__Exercise prompt__. Images excepted, the data below must be repeated exactly.

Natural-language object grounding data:
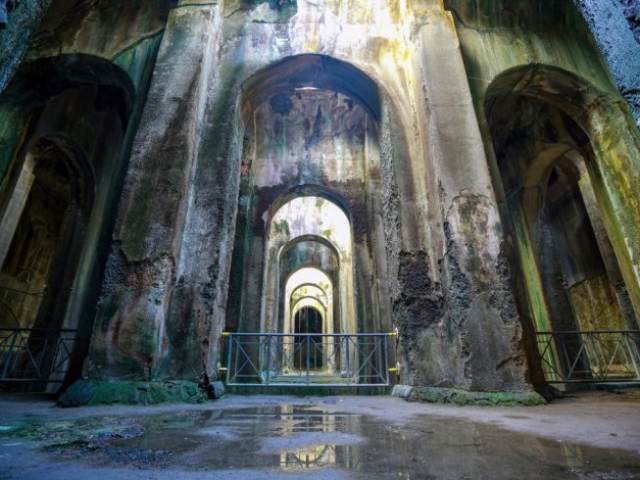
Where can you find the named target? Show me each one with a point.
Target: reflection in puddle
(297, 439)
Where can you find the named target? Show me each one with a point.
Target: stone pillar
(616, 145)
(18, 201)
(477, 343)
(16, 33)
(129, 337)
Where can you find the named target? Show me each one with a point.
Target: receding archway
(564, 229)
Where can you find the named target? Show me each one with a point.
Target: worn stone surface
(16, 29)
(263, 118)
(109, 392)
(619, 46)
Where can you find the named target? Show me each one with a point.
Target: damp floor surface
(587, 437)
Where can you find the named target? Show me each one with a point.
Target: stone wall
(619, 45)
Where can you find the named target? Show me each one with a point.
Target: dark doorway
(308, 349)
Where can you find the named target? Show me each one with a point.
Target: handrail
(38, 355)
(590, 356)
(307, 359)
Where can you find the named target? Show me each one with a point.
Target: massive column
(131, 338)
(476, 341)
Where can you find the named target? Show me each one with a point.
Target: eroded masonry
(436, 195)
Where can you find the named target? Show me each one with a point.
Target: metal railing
(35, 354)
(590, 356)
(279, 359)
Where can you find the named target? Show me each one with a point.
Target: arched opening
(562, 224)
(310, 200)
(308, 320)
(40, 238)
(62, 171)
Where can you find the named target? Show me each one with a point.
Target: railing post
(347, 359)
(230, 348)
(308, 359)
(386, 359)
(634, 361)
(268, 359)
(13, 343)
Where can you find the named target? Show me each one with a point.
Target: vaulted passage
(56, 209)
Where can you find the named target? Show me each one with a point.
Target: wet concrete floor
(326, 438)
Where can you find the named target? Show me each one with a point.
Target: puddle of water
(298, 439)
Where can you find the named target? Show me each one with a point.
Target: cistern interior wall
(463, 172)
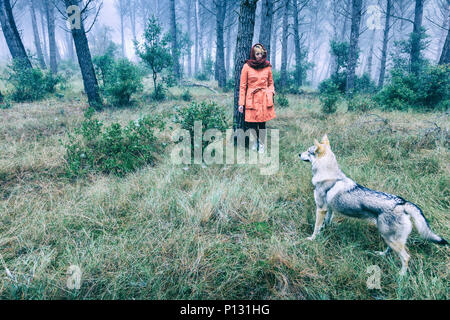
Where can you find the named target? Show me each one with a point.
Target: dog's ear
(316, 143)
(325, 140)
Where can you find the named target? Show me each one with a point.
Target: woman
(256, 93)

__Problem solution__.
Where can you find the named target? Show me each one with a point.
Target: reflection in puddle
(297, 439)
Where can you find the named target? Show me each one with a point.
Target: stone pillar
(616, 145)
(18, 201)
(477, 343)
(16, 33)
(129, 337)
Where can you find the named target? Show me each one with a point.
Target: receding archway
(564, 229)
Where can you find the named target? Show me each one with a point.
Target: worn stone surface
(16, 29)
(263, 118)
(109, 392)
(619, 46)
Where can you find the named target? Show me each one with a point.
Target: damp floor surface
(587, 437)
Where can you find the named target? Show me each one with a point.
Target: stone wall
(619, 45)
Where can you find the named target? Show me each one with a point.
Target: dark doorway
(308, 349)
Where can you find the named target? Show me each one with a point.
Target: handrail
(38, 355)
(590, 356)
(307, 359)
Where can you find the named target? Show me each one with a point.
Target: massive column
(131, 338)
(476, 341)
Where can you find the named target? Show me each one with a point.
Target: eroded masonry
(436, 195)
Where can you find the named target? Show me each one with a point.
Target: metal railing
(35, 354)
(590, 356)
(279, 359)
Where can you find the named target? Show me each one with a point.
Target: arched opening
(562, 224)
(310, 200)
(308, 320)
(40, 238)
(62, 171)
Where can you find the named target? Show me each one with a point.
Target: railing post
(347, 359)
(230, 348)
(308, 359)
(386, 359)
(634, 361)
(268, 359)
(13, 343)
Where can you find the named target? Show me each one with a point.
Target: vaulted passage
(56, 209)
Where can you find the named target? Show me each one with a point.
Target: wet concrete floor
(326, 438)
Where can you find the named target? Show me each one with a point.
Target: puddle of water
(298, 439)
Where can you find the named target? Show me each one with a point.
Target: cistern interior wall
(463, 172)
Where can you find the named target? Show me each one with a point.
Target: dog's ear
(316, 143)
(325, 140)
Where can you find the named target? Show me each one with a point.
Target: woman
(256, 93)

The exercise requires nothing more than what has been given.